## What to do:
a: In the warm-up passage, how long is the warm-up conversation that should be factored in before each interview?
b: Please say whether each statement agrees with the warm-up passage, answering yes or no and quoting the deciding words: (i) The warm-up leaves room to fix last-minute technical problems. (ii) With experienced guests, the time for their questions usually runs longer than 10 minutes. (iii) Guests should be reminded of the show's target audience during the warm-up.

## Provided text:
Sending an email like this before your recordings makes you look professional and enhances the guest onboarding experience by providing reassurance for guests that aren’t tech savvy or don’t have much experience doing interviews.
Pre-Interview Warm Up
We always recommend giving yourself a bit of a buffer by factoring in time for a 10 minute warm-up conversation before each interview. This gives you space to iron out any last-minute technical issues and it also allows you to build some rapport with your guest before you dive into the recording.
Making guests feel at-ease before the recording starts means you’re more likely to get better content from them. Remember, for those who haven’t recorded many interviews before, it can be quite a nerve-wracking experience. So a bit of back and forth conversation before the mics go live can make a big difference.
It’s a good idea to give all guests a brief elevator pitch for your show and remind them of who your target audience is in this warm-up phase. Having that info fresh in their heads will help them tailor their answers more precisely to your audience.
Lastly, give each guest the opportunity to ask you any questions they might have before you start recording. If you’re dealing with experienced guests, this process usually takes less than 5 minutes. But be prepared to take a bit longer for those guests that need it.

## Records supplied:

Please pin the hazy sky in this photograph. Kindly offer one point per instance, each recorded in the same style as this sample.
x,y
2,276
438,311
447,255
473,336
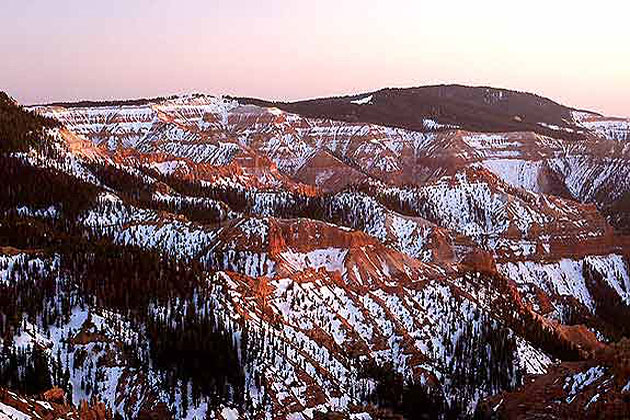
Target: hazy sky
x,y
575,52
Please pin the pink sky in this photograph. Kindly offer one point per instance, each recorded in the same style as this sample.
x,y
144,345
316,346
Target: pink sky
x,y
577,53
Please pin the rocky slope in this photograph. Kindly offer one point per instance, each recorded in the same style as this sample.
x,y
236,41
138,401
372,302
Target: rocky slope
x,y
220,258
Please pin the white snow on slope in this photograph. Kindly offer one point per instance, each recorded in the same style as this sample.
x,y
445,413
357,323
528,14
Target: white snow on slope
x,y
363,101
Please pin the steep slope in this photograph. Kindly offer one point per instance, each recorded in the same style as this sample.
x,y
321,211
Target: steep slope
x,y
208,257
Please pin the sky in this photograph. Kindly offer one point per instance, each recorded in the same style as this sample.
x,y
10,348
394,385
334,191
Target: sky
x,y
574,52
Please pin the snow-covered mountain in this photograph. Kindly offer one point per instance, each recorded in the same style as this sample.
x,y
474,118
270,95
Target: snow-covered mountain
x,y
212,257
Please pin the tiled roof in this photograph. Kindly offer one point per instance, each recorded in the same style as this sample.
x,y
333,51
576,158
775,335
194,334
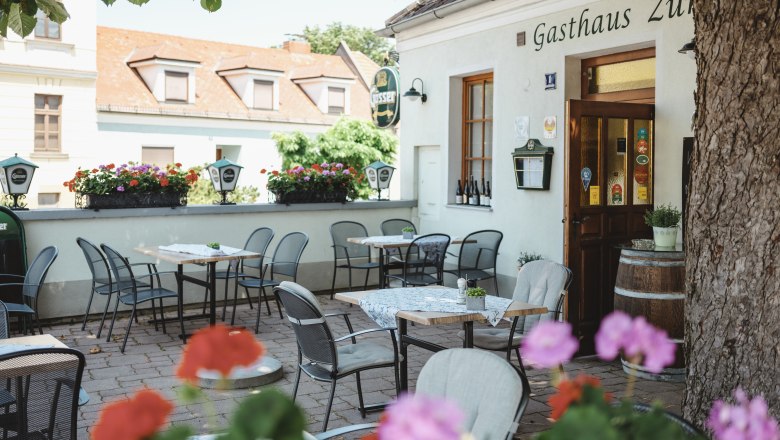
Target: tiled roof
x,y
119,88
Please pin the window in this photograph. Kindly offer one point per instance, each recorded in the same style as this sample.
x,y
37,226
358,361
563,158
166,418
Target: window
x,y
176,87
45,28
477,127
264,95
160,156
48,112
336,100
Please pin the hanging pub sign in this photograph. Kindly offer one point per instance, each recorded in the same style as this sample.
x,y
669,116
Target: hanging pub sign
x,y
385,105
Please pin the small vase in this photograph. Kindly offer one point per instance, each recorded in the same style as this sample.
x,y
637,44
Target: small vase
x,y
475,303
665,237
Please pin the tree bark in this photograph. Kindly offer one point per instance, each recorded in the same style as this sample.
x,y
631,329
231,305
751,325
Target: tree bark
x,y
733,216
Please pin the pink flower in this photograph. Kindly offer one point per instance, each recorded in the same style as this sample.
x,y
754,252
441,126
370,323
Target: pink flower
x,y
549,344
746,420
421,418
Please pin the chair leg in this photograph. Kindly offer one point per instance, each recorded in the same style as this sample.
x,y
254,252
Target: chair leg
x,y
361,405
330,404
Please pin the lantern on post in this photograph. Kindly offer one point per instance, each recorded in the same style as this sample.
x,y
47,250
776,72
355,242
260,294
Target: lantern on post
x,y
224,176
15,177
379,175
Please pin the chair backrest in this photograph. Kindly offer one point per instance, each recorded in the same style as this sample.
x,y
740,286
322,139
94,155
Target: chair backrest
x,y
120,268
288,253
49,381
541,282
4,332
37,271
97,263
394,226
489,390
340,232
480,250
315,339
258,241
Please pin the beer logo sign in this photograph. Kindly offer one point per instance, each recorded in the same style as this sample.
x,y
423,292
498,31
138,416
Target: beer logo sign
x,y
385,100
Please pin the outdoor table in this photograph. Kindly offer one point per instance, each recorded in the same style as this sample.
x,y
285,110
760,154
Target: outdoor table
x,y
382,242
466,318
180,259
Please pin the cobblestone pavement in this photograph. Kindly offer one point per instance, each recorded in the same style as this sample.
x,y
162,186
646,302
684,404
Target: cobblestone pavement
x,y
151,356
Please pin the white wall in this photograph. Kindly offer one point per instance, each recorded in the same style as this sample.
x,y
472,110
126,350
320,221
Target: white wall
x,y
483,38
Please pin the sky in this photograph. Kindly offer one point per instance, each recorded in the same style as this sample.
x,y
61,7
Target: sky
x,y
253,22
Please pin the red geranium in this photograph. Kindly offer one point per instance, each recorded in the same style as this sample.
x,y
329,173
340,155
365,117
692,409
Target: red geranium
x,y
137,418
218,348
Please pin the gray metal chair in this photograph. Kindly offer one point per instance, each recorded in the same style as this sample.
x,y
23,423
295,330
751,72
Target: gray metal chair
x,y
423,261
131,293
286,259
478,255
540,282
31,286
320,357
344,250
492,393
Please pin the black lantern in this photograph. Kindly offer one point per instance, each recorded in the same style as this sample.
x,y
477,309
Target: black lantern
x,y
533,163
379,175
16,176
224,176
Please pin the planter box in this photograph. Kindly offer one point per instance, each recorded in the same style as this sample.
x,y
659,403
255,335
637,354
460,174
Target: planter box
x,y
311,197
130,200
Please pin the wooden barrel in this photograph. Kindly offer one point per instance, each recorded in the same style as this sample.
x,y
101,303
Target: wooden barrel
x,y
652,284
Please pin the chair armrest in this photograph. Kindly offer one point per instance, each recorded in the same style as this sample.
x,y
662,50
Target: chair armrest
x,y
363,332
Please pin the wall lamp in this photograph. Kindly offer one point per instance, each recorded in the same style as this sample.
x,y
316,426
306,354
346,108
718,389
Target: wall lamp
x,y
413,94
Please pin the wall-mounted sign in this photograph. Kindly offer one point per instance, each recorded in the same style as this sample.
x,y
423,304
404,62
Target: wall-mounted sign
x,y
385,102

## Set of answers:
a: 10 minutes.

b:
(i) Yes: "This gives you space to iron out any last-minute technical issues"
(ii) No: "this process usually takes less than 5 minutes"
(iii) Yes: "remind them of who your target audience is in this warm-up phase"